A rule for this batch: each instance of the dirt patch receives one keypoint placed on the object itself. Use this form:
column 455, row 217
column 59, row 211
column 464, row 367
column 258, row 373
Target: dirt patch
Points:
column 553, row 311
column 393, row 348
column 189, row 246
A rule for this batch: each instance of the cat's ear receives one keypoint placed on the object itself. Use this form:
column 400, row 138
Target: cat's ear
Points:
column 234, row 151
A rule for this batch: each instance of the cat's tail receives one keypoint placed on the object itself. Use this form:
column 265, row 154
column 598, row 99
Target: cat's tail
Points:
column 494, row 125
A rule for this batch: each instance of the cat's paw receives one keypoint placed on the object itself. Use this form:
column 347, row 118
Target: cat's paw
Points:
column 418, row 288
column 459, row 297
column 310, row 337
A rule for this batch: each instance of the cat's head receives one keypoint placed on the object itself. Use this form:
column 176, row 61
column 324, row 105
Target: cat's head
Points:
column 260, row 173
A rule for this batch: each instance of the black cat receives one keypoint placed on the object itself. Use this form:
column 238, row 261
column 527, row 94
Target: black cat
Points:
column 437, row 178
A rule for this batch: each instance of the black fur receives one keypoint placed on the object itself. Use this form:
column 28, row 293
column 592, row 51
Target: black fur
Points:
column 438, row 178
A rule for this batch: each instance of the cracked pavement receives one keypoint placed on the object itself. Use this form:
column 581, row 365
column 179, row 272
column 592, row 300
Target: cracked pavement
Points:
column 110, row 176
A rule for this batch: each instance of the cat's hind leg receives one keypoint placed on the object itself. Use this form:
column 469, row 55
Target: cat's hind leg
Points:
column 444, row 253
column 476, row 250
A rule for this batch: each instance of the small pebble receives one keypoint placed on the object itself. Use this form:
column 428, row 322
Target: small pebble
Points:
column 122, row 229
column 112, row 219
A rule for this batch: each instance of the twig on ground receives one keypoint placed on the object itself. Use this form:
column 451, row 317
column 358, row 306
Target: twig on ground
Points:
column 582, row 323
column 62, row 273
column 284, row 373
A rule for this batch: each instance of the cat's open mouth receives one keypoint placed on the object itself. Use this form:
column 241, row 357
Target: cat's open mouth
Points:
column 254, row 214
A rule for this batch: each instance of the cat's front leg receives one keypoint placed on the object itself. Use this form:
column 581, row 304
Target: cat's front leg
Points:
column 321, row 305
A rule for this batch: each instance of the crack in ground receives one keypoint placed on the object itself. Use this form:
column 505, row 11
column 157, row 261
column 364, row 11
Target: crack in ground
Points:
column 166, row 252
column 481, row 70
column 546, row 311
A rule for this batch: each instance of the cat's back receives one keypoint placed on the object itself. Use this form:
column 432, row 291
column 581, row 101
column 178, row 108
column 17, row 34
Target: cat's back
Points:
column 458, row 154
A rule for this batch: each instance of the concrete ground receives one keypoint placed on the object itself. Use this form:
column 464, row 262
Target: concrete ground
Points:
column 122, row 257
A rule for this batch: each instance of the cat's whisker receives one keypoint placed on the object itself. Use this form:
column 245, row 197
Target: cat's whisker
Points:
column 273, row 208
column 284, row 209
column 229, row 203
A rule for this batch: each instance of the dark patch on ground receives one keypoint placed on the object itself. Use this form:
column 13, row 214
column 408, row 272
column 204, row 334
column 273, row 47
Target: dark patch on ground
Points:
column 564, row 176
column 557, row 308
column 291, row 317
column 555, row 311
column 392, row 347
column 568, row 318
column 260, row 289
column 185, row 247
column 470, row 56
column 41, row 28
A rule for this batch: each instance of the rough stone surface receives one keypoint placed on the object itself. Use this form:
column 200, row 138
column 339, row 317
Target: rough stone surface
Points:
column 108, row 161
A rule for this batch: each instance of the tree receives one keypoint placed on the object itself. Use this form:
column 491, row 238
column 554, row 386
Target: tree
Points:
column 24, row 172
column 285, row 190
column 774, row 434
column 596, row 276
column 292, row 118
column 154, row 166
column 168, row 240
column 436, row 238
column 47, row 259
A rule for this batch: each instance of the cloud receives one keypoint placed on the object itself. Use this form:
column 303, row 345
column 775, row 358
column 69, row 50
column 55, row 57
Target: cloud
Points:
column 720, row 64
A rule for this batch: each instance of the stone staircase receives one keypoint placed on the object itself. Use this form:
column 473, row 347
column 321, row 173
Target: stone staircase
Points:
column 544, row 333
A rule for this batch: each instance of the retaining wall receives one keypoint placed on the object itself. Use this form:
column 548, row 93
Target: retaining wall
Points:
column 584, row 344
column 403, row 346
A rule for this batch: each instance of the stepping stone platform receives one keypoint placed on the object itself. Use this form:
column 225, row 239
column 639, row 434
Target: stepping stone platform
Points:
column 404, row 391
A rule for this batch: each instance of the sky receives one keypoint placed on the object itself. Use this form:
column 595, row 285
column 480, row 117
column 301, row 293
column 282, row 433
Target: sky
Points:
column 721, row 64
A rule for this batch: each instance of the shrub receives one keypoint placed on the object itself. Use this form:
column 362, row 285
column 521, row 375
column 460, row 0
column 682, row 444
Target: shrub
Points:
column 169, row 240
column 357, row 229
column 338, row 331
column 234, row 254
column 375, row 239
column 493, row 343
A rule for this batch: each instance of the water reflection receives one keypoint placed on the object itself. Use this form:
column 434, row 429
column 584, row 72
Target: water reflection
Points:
****************************************
▶ **What you need to do**
Could you rewrite all the items above, swapping every "keypoint" for "marker" and leaving everything else unchanged?

▶ **Expected output**
A rule for this batch: each instance of the dirt patch receives one marker placed on the object itself. Use this form:
column 455, row 217
column 59, row 211
column 464, row 367
column 258, row 373
Target: dirt patch
Points:
column 553, row 311
column 393, row 348
column 189, row 246
A rule for this batch: each instance of the cat's ear receives one marker placed on the object itself. Use this form:
column 400, row 138
Target: cat's ear
Points:
column 234, row 151
A rule for this batch: each instance of the cat's tail receives one marker placed on the object itself. Use this form:
column 265, row 154
column 598, row 99
Target: cat's tail
Points:
column 494, row 125
A rule for this batch: each instance of the cat's paw receives one marker placed on the object itself. Use this form:
column 347, row 118
Target: cat's paw
Points:
column 418, row 288
column 459, row 297
column 310, row 337
A rule for this batch: each instance of the cat's head receives one marker placed on the object itself. Use this form:
column 176, row 61
column 324, row 105
Target: cat's head
Points:
column 260, row 173
A rule for this batch: each instance of the black cat receives one marker placed on the object itself. Use this form:
column 238, row 261
column 527, row 94
Target: black cat
Points:
column 437, row 178
A rule for this batch: each instance of the black fur receives one marker placed on the object itself. Use this form:
column 28, row 293
column 592, row 51
Target: black fur
Points:
column 438, row 178
A rule for this batch: each instance of the cracked pavement receives one marker placed on the object itself. Use this form:
column 581, row 365
column 179, row 272
column 592, row 300
Target: cracked pavement
Points:
column 110, row 176
A rule for this batch: each instance of the cat's hind leg receives one marker placed on the object itself. Use this form:
column 469, row 55
Target: cat's hind leg
Points:
column 444, row 253
column 476, row 250
A rule for this batch: each instance of the small pebble receives one marker placed on the object itself. Use this form:
column 428, row 322
Target: small pebble
Points:
column 122, row 229
column 112, row 219
A rule for this batch: each instance of the twig on ground receives one marker placed on the object itself. Use this form:
column 451, row 317
column 358, row 306
Target: twig on ground
Points:
column 582, row 323
column 62, row 273
column 284, row 373
A rule for this batch: each instance of the cat's open mouth receives one marker placed on the object itself. Use this form:
column 241, row 357
Target: cat's open mouth
Points:
column 254, row 214
A rule for this batch: each instance of the cat's front leg receives one marker placed on the object itself. Use this form:
column 581, row 304
Target: cat's front leg
Points:
column 321, row 305
A rule for this batch: each instance of the crack in ground receives one marker placed on the object itself. Use this form:
column 505, row 11
column 157, row 261
column 364, row 11
Target: crack in ground
Points:
column 166, row 252
column 481, row 70
column 546, row 311
A rule for this batch: each instance of the cat's back receives one marker placed on the object itself. Use this form:
column 432, row 291
column 581, row 101
column 178, row 108
column 17, row 34
Target: cat's back
Points:
column 458, row 154
A rule for this batch: each instance of the concrete ground receives one marker placed on the object itself. Use this form:
column 464, row 262
Target: concrete ground
Points:
column 122, row 257
A rule for this batch: each instance of the cat's whisker receives one marker placed on the object itself. Use this form:
column 245, row 197
Target: cat's whisker
Points:
column 273, row 208
column 284, row 209
column 229, row 203
A rule for this batch: each instance of the dark patch on ground receives one marker placed on the object itself. Use this form:
column 13, row 214
column 408, row 272
column 204, row 334
column 273, row 47
Target: dark patch on ground
Points:
column 564, row 176
column 557, row 308
column 291, row 317
column 555, row 311
column 392, row 347
column 568, row 318
column 260, row 289
column 185, row 247
column 470, row 56
column 41, row 28
A rule for this batch: each instance of the rough stone surface receives one marker placed on the object itself. Use this form:
column 200, row 138
column 339, row 317
Target: rough stone surface
Points:
column 108, row 161
A rule for this batch: each instance of the tree receives one marker placed on the object itself. Use this form:
column 491, row 238
column 554, row 386
Target: tree
Points:
column 24, row 172
column 285, row 190
column 774, row 434
column 596, row 276
column 292, row 118
column 154, row 166
column 168, row 240
column 436, row 238
column 47, row 259
A rule for this batch: each instance of the cloud receives one marker placed on the object itself. Use this form:
column 303, row 345
column 775, row 358
column 69, row 50
column 55, row 57
Target: cloud
Points:
column 720, row 64
A rule for this batch: each instance of the stone staircase receives one marker placed on the object itself. Use this form:
column 473, row 347
column 321, row 173
Target: stone staircase
Points:
column 544, row 333
A rule for this batch: each instance of the retaining wall receives one marker placed on the object itself. Use this form:
column 548, row 93
Target: retaining wall
Points:
column 584, row 344
column 403, row 346
A rule for this batch: each instance of the stepping stone platform receives one marker placed on the object itself. Use this form:
column 225, row 239
column 639, row 434
Target: stepping stone platform
Points:
column 404, row 391
A rule for this batch: each instance of the sky receives one marker placed on the object itself. Use this form:
column 595, row 285
column 480, row 117
column 301, row 293
column 282, row 433
Target: sky
Points:
column 721, row 64
A rule for this batch: each instance of the shrub receives one marker placed on the object itself. Use this form:
column 362, row 285
column 521, row 375
column 460, row 0
column 682, row 444
Target: shrub
Points:
column 169, row 240
column 357, row 229
column 338, row 331
column 234, row 254
column 375, row 239
column 493, row 343
A rule for this batch: each instance of the water reflection receives one marker placed on the object itself. Use this form:
column 434, row 429
column 584, row 72
Target: water reflection
Points:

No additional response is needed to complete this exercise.